> _Task instructions_: Copy out the part of the social workers passage that opens with the words "As with the" and closes with "this vital profession.", substituting "extremely low" for "abysmal".

WEIGHED DOWN by additional burden of having to cope with a heavy increase in victims of violence, social workers took to the streets, too. They were being crushed, emotionally and physically, long before the virus raised its ugly head.
The Magazine spoke with Elisa, a social worker supporting dysfunctional families for 29 years. Often subjected to abuse and threats by those she was endeavoring to help, hers was a part-time position with a part-time salary, yet she found herself working virtually full time simply to keep up with the workload. Over the years, Elisa requested help but none was forthcoming. Finally, following abuse from a client, she resigned, recognizing she was unable to cope with the escalating and draining demands of the job. Her story is typical of many social workers who took to the streets demanding better conditions and an increase in salary.
As with the teachers and nurses, so it is with social workers – the salaries are abysmal and the demands, at times, are insurmountable, resulting in too few wishing to join this vital profession.
Education, Health and Social Welfare services are run by the government. What are the contributing factors creating the failures? To obtain an answer, where better to start than at the Israel Democracy Institute whose mission statement says, “The institute partners with government, policy and decision makers, civil service and society, to improve the functioning of the government and its institutions, confront security threats while preserving civil liberties and foster solidarity with Israel.”

> _Records_:
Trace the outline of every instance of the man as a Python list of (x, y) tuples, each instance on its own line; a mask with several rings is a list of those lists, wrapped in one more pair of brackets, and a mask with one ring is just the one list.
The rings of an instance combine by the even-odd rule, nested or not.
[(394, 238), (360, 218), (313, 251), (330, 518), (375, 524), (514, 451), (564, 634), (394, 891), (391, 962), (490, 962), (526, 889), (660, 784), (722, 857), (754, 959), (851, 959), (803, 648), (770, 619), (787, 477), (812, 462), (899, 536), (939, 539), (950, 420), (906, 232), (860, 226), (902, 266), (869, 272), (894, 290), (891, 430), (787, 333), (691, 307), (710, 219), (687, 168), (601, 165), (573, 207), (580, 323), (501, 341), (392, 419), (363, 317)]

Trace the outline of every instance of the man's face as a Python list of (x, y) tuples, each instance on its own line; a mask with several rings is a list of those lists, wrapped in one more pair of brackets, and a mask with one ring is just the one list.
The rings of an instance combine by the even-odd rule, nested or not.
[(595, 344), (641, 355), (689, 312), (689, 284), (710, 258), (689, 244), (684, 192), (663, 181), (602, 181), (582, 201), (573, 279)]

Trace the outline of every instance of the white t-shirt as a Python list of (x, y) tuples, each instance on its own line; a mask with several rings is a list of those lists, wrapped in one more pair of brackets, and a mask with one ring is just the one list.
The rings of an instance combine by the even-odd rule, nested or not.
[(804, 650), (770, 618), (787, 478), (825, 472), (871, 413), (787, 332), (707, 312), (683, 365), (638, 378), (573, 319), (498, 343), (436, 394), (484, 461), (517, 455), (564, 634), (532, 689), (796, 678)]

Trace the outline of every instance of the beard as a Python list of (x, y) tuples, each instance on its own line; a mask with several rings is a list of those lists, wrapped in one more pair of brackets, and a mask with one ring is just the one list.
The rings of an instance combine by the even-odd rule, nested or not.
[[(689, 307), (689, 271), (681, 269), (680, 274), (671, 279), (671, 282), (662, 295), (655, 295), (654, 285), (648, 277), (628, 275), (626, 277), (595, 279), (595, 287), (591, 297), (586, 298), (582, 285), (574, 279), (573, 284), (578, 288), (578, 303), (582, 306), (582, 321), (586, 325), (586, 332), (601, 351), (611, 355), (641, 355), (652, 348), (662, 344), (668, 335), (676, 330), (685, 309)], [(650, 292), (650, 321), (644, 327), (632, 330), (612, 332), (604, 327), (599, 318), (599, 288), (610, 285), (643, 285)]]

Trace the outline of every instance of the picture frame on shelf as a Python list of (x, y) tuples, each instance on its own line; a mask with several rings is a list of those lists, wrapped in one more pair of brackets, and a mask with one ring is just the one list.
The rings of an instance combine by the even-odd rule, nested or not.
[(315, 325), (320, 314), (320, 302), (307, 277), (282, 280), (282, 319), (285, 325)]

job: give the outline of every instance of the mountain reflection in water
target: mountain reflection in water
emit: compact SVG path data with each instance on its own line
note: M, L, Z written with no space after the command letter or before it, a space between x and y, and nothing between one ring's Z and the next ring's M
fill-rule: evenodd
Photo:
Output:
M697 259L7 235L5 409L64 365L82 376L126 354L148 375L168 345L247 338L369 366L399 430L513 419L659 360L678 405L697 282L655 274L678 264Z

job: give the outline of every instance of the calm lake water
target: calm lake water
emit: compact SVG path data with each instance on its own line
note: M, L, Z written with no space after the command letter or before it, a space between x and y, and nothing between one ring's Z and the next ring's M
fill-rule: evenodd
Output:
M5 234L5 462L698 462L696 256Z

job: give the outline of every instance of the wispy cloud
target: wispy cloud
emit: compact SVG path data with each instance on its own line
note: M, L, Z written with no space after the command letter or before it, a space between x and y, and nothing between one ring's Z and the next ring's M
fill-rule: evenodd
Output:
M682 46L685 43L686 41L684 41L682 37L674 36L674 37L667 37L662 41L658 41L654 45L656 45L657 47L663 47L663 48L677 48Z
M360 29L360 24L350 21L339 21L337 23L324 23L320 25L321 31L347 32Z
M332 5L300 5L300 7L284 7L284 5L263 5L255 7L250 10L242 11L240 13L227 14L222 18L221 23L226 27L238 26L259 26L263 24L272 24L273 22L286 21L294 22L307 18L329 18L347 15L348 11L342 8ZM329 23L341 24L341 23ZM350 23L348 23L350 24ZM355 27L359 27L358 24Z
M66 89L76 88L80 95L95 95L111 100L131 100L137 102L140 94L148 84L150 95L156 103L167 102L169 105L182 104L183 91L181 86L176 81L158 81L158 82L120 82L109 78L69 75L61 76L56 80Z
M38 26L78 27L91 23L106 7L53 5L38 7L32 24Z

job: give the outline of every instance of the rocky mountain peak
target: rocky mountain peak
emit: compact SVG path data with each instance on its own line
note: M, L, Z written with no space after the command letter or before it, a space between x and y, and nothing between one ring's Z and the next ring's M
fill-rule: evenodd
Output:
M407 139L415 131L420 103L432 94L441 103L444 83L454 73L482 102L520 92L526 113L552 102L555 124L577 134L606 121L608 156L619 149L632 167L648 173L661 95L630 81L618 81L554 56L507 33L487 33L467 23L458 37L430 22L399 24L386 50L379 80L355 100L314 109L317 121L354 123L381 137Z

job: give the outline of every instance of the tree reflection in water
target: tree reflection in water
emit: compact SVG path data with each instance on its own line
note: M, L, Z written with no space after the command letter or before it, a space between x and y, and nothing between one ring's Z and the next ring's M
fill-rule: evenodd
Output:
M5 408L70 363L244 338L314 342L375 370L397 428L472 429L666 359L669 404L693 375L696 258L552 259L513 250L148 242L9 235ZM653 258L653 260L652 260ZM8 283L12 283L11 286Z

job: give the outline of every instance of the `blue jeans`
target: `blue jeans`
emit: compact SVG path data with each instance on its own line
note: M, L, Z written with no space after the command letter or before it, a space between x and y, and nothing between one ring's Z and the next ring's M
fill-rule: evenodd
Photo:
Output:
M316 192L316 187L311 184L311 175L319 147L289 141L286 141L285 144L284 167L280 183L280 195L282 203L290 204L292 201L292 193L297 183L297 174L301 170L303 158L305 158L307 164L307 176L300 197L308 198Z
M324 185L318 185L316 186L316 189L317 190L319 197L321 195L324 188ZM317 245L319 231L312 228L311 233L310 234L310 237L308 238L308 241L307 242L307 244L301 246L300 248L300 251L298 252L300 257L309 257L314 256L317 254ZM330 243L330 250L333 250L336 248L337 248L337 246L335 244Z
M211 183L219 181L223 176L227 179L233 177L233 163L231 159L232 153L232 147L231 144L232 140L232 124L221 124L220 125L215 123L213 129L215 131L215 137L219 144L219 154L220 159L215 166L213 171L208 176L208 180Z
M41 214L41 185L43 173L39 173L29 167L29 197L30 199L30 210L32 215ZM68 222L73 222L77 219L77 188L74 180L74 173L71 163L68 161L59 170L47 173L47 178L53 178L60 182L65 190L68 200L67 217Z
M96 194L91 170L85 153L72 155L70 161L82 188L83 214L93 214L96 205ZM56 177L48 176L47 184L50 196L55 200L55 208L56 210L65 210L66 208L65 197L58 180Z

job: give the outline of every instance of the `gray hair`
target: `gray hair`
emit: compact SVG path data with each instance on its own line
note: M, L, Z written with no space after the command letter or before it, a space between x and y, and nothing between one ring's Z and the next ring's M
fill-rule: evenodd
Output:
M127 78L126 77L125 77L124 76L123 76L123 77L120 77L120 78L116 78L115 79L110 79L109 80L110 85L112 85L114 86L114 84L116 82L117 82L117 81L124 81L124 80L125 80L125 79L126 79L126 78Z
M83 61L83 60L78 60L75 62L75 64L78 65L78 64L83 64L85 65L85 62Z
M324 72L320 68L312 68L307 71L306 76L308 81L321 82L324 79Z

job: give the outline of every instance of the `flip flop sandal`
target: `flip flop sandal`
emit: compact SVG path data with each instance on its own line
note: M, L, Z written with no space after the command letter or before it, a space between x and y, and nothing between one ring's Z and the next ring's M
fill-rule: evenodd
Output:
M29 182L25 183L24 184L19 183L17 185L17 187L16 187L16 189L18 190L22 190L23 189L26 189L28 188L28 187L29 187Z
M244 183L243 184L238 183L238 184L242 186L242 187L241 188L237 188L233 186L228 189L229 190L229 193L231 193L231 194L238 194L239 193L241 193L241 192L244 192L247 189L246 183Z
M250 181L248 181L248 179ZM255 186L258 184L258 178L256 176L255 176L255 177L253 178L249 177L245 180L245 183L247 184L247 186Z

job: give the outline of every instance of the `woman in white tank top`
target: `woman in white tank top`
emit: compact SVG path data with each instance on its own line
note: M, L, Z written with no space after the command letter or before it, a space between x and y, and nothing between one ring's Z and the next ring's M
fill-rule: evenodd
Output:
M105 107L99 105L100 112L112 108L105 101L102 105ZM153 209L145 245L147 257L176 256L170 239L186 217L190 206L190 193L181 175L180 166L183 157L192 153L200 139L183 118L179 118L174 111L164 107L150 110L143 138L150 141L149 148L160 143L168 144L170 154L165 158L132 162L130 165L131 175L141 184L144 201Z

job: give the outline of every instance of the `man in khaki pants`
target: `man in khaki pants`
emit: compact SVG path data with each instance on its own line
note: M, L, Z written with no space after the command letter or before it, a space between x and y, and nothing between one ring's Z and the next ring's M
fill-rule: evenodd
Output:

> _Final answer_:
As with the teachers and nurses, so it is with social workers – the salaries are extremely low and the demands, at times, are insurmountable, resulting in too few wishing to join this vital profession.